▸ **Text to read**:
Wednesday, May 23, 2007

New Laws

While reading Bob Kerrey's confusing and idiotic op-ed on Iraq, it occurred to me that we need a new version of Godwin's Law. Perhaps you can indulge my ego a bit and call it A.E's (or Elkus's--whatever has a better ring to it) law.

Godwin's Law:

As an online discussion grows longer, the probability of a comparison involving Nazis or Hitler approaches one.

Godwin's law as commonly understood prohibits you from comparing a political opponent to Hitler and/or the Nazis. My law is much different.

A.E.'s Law:

As a political discussion involving war and foreign policy grows longer, the probability of a comparison to World War II and/or pre-war appeasement at Munich and /or the reconstruction of Western Europe and Japan approaches one.

Bob Kerrey compares the Iraq war to the reconstruction of Germany and Japan. Neoconservative pundits (most notably Charles Krauthammer) call any policy that isn't hawkish enough for them a new Munich. The President's famous "Axis of Evil" speech deliberately cast Iran, North Korea, and Iraq as an alliance equivalent to the old-time axis of the World War II, posing a massive threat to American interests. Other conservative pundits call the French "ungrateful" for not supporting the Iraq war because America liberated them from the Germans. "Pearl Harbor" has been a shorthand for surprise attack, and some tech experts warn of an "electronic Pearl Harbor" by terrorists, hackers, and cyberwar units of hostile nations. Some left-wing pundits have called for a "New Marshall Plan" for the Third World, and pundits of all ideological stripes declared after 9/11 we were in a great war for civilization that mirrored the Second World War.

Comparing your opponents to the Nazis is regarded as poor debating form. But our politicians and commentators lavish us with facetious and misleading WWII comparisons all the time without bothering to back up them up. While it may be tempting to reach for the largest war in human history (instantly recognizable to any audience), World War II has little relevance to present conflicts, the vast majority of which are "small wars" that pale in intensity and scale compared to the conflagration of 1939-1945. Additionally, anyone from that era observing our international system, through, say, a crystal ball would most likely regard it as a work of science fiction. And pundits have, again and again, falsely compared various Third World militaries to the developed and fearsome German Wehrmarcht in order to drum up support for armed subversion or war.

▸ **Recorded information**:
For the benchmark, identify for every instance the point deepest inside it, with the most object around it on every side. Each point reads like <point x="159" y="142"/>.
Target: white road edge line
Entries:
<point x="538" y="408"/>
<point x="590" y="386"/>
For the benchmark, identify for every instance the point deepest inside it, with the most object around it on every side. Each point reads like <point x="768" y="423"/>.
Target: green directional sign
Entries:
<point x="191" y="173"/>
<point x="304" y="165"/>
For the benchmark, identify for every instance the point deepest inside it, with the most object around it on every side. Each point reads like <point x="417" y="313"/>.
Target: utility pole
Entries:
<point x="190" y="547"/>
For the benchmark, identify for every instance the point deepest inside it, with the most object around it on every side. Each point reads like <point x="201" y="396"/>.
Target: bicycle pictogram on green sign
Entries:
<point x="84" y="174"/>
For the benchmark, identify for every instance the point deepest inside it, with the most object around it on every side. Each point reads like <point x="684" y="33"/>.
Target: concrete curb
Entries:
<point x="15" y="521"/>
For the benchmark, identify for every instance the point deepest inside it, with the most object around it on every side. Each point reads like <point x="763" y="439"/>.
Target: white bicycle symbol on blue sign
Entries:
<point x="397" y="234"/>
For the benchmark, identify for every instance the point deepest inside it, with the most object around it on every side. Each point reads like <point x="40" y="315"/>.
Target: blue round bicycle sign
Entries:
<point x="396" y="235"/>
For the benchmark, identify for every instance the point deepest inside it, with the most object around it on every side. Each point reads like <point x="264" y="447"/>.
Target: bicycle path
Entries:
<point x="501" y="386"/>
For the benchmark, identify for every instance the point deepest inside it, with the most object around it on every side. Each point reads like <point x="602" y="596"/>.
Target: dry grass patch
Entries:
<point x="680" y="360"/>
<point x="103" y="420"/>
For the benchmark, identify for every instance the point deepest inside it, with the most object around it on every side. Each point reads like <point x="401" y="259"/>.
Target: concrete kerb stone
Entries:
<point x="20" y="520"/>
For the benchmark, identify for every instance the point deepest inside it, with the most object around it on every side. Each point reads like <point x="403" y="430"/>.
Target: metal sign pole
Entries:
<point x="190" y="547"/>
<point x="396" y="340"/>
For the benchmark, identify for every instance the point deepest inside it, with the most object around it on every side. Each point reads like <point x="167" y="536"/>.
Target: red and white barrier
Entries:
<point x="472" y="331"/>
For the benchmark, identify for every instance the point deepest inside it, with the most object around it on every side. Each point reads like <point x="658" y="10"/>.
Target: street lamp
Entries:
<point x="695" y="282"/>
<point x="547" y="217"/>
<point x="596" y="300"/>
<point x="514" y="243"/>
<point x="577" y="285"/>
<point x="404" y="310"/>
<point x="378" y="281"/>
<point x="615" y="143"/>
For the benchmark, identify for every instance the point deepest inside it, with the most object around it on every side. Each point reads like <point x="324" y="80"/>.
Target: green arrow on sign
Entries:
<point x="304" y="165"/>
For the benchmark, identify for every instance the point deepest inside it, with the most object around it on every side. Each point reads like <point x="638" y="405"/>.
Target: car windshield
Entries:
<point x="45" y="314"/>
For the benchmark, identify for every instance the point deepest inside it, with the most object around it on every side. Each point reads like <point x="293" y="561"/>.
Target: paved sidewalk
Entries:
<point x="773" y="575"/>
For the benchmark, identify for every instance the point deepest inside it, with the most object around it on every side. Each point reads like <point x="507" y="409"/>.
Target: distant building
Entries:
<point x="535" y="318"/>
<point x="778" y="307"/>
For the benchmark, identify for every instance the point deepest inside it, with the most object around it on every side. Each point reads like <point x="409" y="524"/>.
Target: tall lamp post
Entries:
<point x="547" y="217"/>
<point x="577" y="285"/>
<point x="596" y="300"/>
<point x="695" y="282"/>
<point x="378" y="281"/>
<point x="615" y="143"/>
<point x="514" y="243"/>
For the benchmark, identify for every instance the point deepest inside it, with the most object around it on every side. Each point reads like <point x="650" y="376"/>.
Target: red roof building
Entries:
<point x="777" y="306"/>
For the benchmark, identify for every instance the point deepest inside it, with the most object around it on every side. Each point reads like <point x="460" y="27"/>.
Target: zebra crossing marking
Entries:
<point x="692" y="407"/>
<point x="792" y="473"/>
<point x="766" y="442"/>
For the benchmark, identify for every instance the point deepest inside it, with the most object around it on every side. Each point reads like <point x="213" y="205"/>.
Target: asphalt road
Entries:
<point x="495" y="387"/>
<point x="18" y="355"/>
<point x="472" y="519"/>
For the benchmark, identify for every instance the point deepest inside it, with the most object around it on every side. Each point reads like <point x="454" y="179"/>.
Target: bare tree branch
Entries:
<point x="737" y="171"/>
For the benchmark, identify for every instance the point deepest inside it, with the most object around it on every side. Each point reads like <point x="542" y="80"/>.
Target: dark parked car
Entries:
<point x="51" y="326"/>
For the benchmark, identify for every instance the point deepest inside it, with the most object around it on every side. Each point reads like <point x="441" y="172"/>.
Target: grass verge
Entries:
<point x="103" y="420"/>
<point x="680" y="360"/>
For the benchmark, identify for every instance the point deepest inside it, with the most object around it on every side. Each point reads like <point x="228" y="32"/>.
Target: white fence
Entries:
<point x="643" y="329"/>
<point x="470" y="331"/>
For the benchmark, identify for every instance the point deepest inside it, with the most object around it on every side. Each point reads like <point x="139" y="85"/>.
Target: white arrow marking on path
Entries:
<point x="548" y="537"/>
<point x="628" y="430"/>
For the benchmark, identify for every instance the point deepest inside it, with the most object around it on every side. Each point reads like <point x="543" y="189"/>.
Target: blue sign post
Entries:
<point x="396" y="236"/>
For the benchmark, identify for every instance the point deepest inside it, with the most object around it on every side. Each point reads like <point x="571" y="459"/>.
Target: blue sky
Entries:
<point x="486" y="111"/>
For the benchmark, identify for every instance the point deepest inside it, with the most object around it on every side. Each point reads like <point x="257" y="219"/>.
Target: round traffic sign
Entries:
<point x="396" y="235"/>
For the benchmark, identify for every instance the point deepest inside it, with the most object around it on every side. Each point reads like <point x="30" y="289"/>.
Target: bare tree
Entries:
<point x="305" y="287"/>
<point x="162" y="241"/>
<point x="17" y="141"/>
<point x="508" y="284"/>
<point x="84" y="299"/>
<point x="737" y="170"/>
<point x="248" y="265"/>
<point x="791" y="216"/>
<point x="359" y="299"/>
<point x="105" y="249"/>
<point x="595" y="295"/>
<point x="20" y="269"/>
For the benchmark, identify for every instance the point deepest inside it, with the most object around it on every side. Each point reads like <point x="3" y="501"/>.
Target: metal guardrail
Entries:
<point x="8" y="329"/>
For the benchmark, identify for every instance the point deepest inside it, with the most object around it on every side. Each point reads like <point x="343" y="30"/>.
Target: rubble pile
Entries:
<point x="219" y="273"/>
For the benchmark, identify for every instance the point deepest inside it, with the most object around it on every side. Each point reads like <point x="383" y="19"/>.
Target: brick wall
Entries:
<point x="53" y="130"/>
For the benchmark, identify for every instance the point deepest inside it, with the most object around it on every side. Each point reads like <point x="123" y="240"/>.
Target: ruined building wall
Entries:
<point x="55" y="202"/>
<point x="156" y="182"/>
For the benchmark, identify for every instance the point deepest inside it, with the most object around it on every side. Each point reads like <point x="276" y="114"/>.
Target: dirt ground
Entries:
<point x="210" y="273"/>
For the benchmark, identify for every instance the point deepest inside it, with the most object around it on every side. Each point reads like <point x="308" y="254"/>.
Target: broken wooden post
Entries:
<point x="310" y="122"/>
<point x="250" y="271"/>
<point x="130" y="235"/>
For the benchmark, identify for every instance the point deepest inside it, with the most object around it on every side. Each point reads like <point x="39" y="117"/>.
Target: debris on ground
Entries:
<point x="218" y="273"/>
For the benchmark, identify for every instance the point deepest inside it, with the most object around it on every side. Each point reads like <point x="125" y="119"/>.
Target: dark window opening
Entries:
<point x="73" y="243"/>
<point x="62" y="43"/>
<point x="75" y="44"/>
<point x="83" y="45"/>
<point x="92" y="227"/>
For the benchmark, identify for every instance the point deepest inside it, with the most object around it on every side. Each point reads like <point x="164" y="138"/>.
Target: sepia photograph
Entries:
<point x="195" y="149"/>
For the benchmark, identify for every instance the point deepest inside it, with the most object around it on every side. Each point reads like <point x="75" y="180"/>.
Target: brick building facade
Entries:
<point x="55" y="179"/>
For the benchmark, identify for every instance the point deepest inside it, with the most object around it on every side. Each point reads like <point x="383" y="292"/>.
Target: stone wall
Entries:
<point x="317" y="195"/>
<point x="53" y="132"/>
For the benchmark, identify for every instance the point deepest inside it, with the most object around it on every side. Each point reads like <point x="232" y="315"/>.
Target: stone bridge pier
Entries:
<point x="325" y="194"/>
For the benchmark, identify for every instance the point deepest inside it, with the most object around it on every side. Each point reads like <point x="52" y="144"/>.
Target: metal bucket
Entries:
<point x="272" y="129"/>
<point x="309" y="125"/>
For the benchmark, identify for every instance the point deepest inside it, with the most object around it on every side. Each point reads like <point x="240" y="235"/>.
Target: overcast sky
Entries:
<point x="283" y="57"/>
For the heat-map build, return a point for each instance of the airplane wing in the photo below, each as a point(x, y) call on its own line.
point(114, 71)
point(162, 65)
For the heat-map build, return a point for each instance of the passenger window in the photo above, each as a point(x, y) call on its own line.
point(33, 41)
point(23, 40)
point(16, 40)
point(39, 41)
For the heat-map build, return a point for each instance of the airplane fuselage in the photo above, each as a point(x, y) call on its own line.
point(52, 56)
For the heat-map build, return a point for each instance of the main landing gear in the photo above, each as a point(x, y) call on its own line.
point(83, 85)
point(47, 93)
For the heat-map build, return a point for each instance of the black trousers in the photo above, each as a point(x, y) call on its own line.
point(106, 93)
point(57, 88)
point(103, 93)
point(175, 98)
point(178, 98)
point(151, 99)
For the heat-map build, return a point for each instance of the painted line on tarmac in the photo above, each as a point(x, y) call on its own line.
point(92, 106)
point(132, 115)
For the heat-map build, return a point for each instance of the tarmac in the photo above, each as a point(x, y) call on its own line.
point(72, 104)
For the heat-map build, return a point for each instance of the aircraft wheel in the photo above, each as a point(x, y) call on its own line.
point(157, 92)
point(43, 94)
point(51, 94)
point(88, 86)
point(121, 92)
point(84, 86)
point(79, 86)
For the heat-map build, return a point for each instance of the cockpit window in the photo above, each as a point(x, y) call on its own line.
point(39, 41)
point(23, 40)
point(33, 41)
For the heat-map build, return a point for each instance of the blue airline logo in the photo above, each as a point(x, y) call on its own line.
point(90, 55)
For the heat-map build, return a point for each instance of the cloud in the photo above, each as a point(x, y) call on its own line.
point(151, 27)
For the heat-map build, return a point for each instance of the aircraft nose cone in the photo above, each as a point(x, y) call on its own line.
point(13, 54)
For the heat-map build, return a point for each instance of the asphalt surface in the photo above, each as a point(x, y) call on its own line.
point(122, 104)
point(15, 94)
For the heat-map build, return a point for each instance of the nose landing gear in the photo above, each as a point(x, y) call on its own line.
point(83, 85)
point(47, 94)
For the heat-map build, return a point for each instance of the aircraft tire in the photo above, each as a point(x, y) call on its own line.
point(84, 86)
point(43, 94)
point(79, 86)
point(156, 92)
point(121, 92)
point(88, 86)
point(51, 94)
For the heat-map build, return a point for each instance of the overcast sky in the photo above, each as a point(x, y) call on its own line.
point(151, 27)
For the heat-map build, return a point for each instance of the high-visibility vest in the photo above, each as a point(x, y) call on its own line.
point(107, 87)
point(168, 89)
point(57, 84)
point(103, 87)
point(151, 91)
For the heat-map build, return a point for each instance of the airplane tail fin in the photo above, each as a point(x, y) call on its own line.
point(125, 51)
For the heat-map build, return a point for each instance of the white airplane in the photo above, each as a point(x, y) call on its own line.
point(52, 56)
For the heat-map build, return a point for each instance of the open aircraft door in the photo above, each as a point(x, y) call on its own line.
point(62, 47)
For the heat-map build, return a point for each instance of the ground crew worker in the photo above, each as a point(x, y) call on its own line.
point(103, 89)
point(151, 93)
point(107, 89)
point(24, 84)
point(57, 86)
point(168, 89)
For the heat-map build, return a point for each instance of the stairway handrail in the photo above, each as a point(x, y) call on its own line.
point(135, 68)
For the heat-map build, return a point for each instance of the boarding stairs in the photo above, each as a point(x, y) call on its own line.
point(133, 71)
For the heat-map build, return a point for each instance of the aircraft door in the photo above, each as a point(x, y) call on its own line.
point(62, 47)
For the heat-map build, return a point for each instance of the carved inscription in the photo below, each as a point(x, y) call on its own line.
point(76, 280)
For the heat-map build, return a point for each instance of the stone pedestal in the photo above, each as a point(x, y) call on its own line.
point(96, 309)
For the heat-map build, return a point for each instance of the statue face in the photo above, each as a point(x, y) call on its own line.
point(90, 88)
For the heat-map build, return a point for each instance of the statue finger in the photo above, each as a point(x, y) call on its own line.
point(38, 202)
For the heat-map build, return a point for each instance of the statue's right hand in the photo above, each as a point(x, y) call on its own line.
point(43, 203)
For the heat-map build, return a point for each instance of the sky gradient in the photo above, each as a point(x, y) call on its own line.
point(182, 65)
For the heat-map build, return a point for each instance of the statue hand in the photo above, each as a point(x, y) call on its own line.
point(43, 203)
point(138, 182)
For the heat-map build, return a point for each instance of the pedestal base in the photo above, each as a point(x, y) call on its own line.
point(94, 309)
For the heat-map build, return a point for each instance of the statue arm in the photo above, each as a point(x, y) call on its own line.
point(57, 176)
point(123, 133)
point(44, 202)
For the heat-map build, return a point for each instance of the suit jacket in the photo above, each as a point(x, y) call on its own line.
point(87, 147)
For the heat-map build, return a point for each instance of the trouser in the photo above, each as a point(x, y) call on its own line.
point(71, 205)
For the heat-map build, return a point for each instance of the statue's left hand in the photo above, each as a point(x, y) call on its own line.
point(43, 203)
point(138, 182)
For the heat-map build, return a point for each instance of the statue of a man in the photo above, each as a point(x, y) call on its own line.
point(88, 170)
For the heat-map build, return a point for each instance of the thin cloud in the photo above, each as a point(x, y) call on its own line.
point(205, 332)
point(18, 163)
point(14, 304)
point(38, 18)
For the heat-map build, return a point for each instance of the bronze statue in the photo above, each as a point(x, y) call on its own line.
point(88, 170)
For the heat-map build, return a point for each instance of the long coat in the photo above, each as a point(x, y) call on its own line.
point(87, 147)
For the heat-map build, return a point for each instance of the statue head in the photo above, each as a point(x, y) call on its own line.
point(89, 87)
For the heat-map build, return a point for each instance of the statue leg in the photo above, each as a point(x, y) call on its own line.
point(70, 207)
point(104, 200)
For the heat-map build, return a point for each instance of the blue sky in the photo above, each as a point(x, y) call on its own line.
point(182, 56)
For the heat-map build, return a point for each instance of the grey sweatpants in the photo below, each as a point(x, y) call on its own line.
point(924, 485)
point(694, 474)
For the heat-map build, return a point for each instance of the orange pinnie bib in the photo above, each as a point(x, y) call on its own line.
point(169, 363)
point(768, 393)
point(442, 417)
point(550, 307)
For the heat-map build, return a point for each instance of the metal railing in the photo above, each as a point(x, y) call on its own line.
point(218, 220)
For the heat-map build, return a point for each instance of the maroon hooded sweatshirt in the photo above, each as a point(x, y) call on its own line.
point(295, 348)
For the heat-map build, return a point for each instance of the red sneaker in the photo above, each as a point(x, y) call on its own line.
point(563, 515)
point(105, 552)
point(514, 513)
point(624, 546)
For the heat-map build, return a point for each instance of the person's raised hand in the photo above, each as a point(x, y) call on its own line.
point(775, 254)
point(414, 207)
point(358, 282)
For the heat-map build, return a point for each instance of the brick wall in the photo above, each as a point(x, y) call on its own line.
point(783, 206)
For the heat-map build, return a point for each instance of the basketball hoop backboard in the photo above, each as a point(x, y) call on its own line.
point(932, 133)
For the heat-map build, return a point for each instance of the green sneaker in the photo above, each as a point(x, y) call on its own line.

▸ **Short exercise 1**:
Answer these questions about the post on A.E.'s Law.
(a) Whose op-ed was the author reading when the idea for a new law came up?
(b) Which neoconservative pundit is named as most notably calling insufficiently hawkish policies a new Munich?
(c) What has "Pearl Harbor" been used as shorthand for?
▸ **Short exercise 2**: Reproduce the passage of the post on A.E.'s Law starting with "While reading Bob" and going on through "Japan approaches one.".
▸ **Short exercise 3**: Write the next part of the post on A.E.'s Law, picking up after its final sentence.
The entries are material separate from the post on A.E.'s Law.

▸ **Exercise result 1**:
(a) Bob Kerrey's.
(b) Charles Krauthammer.
(c) Surprise attack.

▸ **Exercise result 2**:
While reading Bob Kerrey's confusing and idiotic op-ed on Iraq, it occurred to me that we need a new version of Godwin's Law. Perhaps you can indulge my ego a bit and call it A.E's (or Elkus's--whatever has a better ring to it) law.

Godwin's Law:

As an online discussion grows longer, the probability of a comparison involving Nazis or Hitler approaches one.

Godwin's law as commonly understood prohibits you from comparing a political opponent to Hitler and/or the Nazis. My law is much different.

A.E.'s Law:

As a political discussion involving war and foreign policy grows longer, the probability of a comparison to World War II and/or pre-war appeasement at Munich and /or the reconstruction of Western Europe and Japan approaches one.

▸ **Exercise result 3**:
The sooner we do away with these facetious comparisons, the better.

4 comments:

strategist said...

Good post A.E. Re. "World War II has little relevance to present conflicts...", I completely agree. By comparison, most 'battles' that are reported from Iraq, Afghanistan, would rate no more than a sentence or two in any WW2 infantry company's war diary.

A.E. said...

Very true. They don't call then "small wars" for nothing.

Lurch said...

Excellent post, but troubling. Is it possible that the frequent allusions to WWII, etc, etc is a manifestation of their yearning for a united home front, as well as a conscious and cynical attempt to fix Mr Bu$h as today's Churchill and Roosevelt?

That war was seen as a clear and present danger to the nation, and citizens eagerly pitched in - massive volunteering, bond drives, stamp drives in school, collecting pots and pans, rationing etc.

But by late 1944 war-weariness had set in, and some historians indicate the never-ending lists of dead had soured a lot of the earlier patriotic enthusiasm.

Demonizing the opposition is pretty standard in war. Did you notice that GEN Petraeus, who has published three general letters to the troops, described the "enemy" as "barbaric" and "barbarian" in two of them?

Apparently reducing major portions of cities (Fallujah, Ramadi) is not barbaric, but rather actions in service of western civilization.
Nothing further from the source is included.